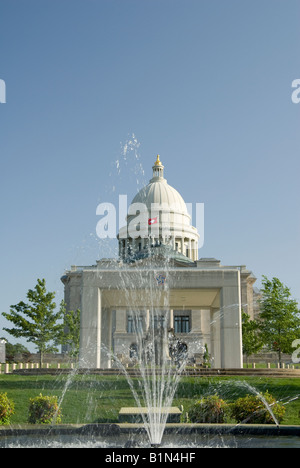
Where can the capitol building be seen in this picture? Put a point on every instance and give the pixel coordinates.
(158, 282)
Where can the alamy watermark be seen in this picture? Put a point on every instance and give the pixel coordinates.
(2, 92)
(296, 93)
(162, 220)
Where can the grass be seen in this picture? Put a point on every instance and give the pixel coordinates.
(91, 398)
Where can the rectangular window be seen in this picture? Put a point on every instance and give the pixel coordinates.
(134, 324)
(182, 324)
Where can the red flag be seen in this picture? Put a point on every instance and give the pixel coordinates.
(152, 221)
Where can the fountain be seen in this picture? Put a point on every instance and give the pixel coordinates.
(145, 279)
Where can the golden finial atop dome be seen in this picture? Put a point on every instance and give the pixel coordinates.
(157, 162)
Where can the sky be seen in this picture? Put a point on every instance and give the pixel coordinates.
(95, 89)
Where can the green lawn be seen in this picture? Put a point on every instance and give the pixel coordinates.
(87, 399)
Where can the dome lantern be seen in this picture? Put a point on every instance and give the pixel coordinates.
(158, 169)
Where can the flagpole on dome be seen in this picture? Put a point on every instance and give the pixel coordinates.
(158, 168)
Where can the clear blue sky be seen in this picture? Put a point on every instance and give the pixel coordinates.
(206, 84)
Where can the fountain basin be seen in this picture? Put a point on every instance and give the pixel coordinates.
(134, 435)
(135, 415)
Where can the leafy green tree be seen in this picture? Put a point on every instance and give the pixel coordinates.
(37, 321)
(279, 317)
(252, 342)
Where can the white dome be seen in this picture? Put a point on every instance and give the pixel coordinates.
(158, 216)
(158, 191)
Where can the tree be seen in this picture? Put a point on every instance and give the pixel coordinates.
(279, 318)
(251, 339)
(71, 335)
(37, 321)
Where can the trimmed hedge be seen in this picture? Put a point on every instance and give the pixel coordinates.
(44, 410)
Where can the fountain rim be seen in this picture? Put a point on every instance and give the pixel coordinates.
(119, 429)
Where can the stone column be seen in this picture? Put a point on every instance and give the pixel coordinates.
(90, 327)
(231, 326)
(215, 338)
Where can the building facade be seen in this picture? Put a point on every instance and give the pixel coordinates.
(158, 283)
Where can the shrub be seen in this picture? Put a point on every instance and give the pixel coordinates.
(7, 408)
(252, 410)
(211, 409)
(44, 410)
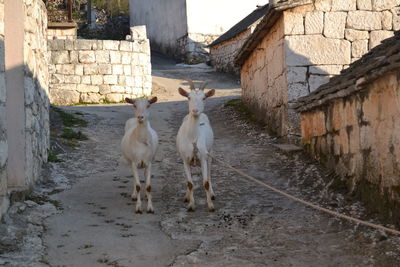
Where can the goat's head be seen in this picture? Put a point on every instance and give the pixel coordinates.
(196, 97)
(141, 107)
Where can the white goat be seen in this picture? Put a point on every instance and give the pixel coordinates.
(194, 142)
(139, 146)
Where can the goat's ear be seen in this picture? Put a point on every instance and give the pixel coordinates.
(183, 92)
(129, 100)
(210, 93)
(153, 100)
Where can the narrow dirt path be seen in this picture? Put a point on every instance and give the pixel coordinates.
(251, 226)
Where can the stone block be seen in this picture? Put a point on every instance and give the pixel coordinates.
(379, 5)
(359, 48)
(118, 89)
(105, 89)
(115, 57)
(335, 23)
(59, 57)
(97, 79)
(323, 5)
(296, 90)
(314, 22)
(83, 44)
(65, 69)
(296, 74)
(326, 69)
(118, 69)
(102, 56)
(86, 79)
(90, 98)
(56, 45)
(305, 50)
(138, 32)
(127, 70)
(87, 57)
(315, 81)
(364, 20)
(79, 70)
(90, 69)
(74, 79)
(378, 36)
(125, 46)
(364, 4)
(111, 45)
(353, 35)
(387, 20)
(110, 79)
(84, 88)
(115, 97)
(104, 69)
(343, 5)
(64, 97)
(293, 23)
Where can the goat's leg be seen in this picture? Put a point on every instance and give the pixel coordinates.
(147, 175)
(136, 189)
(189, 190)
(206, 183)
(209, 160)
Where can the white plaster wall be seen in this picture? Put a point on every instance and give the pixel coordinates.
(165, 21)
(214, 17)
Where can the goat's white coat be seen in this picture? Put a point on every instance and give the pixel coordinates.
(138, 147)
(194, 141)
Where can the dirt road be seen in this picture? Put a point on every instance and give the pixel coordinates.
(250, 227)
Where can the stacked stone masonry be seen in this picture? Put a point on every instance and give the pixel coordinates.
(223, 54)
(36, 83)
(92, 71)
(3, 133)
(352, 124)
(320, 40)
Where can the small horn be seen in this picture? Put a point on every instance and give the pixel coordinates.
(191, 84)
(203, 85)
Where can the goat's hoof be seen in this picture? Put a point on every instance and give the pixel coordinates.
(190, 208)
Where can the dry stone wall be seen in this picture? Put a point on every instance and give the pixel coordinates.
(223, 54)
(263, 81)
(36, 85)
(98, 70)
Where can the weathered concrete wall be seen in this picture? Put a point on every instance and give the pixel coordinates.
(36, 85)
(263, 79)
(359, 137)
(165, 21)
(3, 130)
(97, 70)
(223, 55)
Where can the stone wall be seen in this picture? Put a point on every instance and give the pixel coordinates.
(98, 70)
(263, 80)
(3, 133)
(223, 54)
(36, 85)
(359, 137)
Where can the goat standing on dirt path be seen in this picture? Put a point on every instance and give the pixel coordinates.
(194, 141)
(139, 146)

# # #

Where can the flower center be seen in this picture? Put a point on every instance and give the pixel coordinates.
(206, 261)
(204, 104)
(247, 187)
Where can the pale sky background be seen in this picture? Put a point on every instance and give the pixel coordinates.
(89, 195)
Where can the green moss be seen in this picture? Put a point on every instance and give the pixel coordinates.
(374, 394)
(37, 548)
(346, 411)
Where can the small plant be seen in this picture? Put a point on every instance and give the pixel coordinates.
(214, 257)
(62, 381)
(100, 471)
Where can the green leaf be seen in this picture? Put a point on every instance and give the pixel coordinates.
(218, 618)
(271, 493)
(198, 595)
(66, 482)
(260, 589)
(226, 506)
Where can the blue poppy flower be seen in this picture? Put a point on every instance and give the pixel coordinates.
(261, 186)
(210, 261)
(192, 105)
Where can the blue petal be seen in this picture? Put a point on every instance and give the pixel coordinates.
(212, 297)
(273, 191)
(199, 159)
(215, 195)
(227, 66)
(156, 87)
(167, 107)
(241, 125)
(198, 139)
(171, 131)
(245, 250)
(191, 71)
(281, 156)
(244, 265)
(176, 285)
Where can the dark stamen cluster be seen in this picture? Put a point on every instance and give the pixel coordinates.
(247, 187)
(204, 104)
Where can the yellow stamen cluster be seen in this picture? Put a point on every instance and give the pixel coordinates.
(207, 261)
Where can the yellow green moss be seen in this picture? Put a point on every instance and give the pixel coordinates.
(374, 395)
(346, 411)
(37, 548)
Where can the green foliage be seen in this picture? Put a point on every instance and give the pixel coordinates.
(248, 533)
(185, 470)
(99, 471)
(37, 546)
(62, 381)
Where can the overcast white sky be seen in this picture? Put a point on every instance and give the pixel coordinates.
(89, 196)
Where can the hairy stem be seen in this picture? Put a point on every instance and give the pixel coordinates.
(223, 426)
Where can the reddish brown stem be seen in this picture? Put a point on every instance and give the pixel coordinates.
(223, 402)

# # #

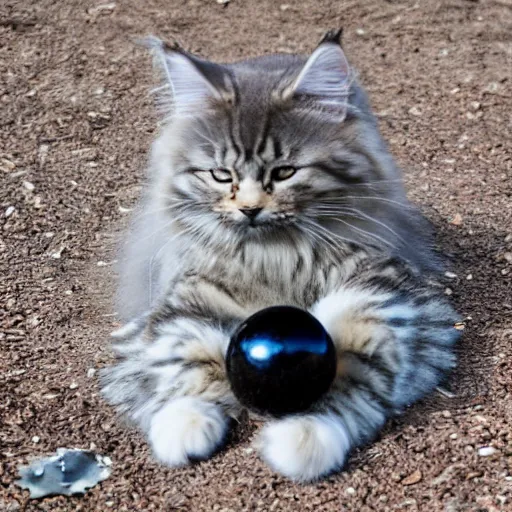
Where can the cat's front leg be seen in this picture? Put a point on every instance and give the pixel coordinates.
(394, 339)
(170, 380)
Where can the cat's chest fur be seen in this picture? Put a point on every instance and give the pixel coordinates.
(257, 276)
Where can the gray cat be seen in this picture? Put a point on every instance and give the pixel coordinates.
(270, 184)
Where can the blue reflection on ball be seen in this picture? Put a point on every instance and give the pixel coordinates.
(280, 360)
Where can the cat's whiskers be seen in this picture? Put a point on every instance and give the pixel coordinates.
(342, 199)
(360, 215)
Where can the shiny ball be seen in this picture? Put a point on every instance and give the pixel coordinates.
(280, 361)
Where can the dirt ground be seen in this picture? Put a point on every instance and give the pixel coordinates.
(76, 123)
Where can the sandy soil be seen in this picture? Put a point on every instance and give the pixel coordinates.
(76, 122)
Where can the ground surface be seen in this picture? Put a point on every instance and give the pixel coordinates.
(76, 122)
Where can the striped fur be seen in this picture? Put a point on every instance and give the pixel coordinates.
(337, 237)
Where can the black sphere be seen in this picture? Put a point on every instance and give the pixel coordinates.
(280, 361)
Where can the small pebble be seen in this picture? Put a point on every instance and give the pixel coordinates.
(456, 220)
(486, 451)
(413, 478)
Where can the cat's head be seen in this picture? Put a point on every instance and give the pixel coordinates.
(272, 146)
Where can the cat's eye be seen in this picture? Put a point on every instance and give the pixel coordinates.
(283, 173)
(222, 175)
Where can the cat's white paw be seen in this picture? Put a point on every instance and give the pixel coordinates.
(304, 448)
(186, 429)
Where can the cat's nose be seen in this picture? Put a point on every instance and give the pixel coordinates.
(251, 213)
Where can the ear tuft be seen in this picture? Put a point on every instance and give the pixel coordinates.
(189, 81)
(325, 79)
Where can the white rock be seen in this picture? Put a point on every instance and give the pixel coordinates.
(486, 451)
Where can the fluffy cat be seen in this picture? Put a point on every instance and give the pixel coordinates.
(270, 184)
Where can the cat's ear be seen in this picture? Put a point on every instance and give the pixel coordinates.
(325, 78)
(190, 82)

# # #

Задание: Подсчитайте строки в данных выше, где встречается слово «green», с учетом регистра. В ответе дайте только число.

Ответ к упражнению: 6